→ Supplied passage

· · · · ·

Bridge over the canyon at the Skocjan Caves in Slovenia

Wardruna’s Helvegen – Who Shall Sing Me Into the Death-Sleep?

Everyone dies. Each of us must face our own death.

We each must live with the fact that people we know will die. Even those we love the most die, our friends, our siblings, our parents, even, sometimes, our children. Eventually, everyone dies.

Death is many different things to many different people, and is treated differently in different families, in different regions, in different cultures. It was not simple for our ancestors either, including those who lived in northern Europe in ancient times.

Wardruna’s song “Helvegen”, from their 2013 album “Runaljod – Yggdrasil”, is about death. It is not about Valhalla. Despite what you’ve heard, not all “Norse” people were Vikings, those men and women who went seeking their fortune as traders and raiders between the late 8th century and the late 11th century. And neither the people of the Viking age, not all of whom were “vikings”, nor the other pre-Christian Germanic peoples of that age or the ages before that, thought Valhalla was part of their life cycle. And, indeed, these people thought a great deal about life and death in terms of the life cycle.

· · · · ·

→ Exercise material
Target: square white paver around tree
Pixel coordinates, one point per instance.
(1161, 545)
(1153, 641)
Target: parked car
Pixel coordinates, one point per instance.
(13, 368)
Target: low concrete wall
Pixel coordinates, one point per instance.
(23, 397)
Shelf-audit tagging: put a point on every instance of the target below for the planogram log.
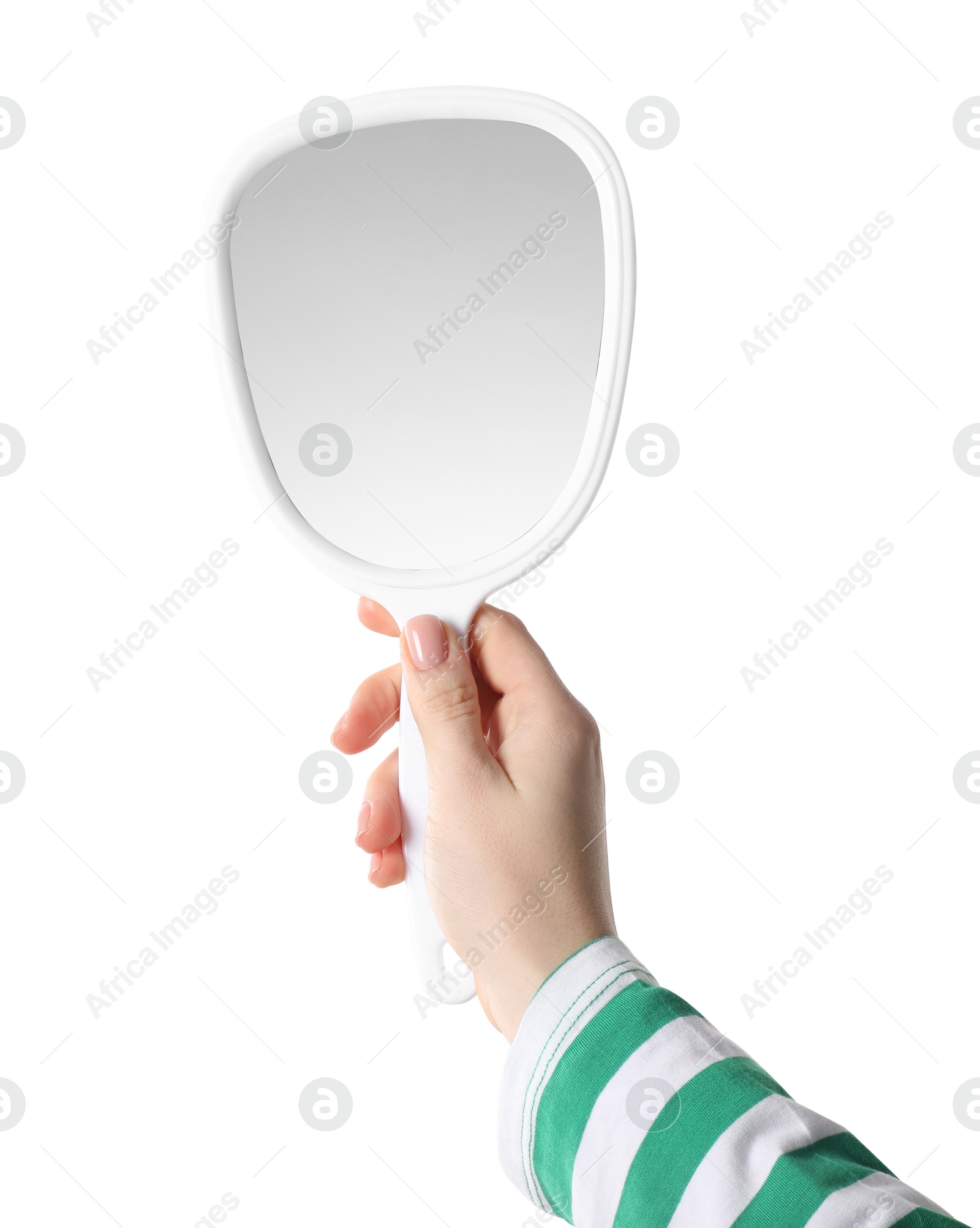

· · · · ·

→ Set task 1
According to the passage about Wardruna's "Helvegen," which album includes the song?
→ Set task 2
Rewrite only the records starting at the line that contains "Target: low concrete wall" and ending at the end of the records, requests included. Multiply each point coordinate in the answers by 1.55, round to whole numbers with halves going up, and leave out the pictures.

→ Answer 1
"Runaljod – Yggdrasil," released in 2013.

→ Answer 2
Target: low concrete wall
Pixel coordinates, one point per instance.
(36, 615)
Shelf-audit tagging: put a point on every instance of the target below for the planogram log.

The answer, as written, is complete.